## Given entries
------

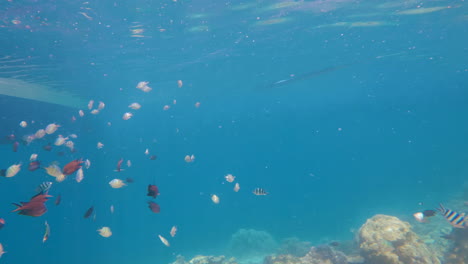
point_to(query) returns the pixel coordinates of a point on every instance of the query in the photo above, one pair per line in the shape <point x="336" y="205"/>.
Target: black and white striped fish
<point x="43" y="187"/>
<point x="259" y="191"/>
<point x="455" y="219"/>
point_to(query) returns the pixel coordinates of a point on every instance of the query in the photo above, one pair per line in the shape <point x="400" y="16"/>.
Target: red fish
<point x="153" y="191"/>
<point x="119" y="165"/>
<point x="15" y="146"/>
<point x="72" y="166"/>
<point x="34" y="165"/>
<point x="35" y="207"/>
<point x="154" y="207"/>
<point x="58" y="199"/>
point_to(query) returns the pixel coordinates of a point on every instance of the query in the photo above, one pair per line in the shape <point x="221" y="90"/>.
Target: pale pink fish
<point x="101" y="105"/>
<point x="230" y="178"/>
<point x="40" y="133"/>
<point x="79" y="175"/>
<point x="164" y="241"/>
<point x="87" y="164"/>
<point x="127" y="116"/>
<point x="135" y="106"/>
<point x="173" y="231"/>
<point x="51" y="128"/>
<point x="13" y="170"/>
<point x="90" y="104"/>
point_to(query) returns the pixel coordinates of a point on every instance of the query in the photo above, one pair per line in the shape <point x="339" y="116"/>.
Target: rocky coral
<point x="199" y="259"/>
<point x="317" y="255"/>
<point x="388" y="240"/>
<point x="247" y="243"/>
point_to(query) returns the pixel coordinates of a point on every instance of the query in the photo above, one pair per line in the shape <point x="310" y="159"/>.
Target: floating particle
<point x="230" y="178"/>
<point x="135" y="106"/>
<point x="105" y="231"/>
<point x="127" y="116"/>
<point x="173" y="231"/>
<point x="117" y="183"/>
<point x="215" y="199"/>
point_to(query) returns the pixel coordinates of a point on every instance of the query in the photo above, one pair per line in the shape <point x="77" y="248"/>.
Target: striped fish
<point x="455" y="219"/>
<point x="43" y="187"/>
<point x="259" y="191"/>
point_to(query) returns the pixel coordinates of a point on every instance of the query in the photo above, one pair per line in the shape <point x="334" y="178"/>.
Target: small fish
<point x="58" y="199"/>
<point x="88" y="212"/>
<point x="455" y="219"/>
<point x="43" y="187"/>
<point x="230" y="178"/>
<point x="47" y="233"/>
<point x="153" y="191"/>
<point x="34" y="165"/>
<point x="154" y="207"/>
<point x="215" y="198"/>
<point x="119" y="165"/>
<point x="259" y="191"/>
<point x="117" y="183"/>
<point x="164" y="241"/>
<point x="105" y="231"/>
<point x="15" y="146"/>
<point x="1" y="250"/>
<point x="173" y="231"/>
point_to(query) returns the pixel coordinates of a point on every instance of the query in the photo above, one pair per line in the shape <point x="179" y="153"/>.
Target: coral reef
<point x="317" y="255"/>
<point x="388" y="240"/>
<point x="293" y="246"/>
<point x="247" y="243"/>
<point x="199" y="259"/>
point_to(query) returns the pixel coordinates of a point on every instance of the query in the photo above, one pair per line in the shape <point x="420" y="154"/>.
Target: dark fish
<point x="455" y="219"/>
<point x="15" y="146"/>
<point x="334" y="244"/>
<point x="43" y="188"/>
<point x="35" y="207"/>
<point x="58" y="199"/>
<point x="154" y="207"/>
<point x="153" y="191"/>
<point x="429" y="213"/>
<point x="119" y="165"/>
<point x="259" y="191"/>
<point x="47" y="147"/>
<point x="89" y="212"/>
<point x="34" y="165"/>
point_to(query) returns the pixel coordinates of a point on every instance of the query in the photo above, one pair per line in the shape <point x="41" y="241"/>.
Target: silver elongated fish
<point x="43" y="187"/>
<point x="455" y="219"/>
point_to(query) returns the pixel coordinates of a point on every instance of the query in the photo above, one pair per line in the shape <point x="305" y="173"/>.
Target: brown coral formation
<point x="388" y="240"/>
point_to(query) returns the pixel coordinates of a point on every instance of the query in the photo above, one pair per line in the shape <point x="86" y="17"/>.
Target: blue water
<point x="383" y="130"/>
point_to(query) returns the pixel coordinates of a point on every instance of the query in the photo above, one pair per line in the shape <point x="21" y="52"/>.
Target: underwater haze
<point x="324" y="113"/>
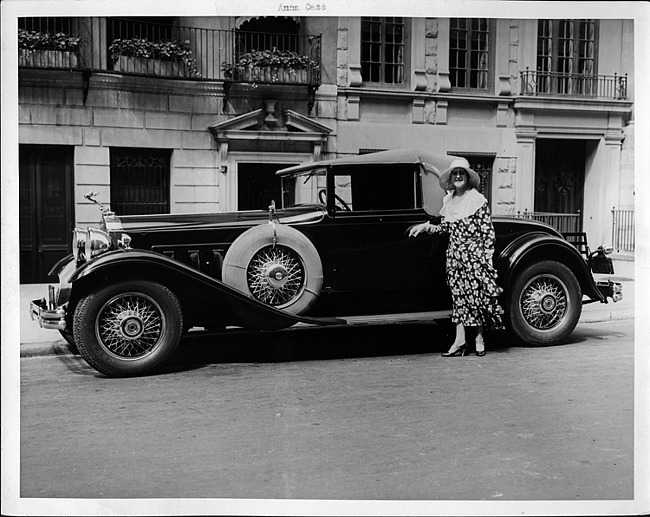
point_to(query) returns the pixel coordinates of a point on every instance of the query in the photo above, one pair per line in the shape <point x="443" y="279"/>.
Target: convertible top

------

## Given problem
How many lines of the records above contain the string "fish"? Case counts. Reply with the number only.

## Response
7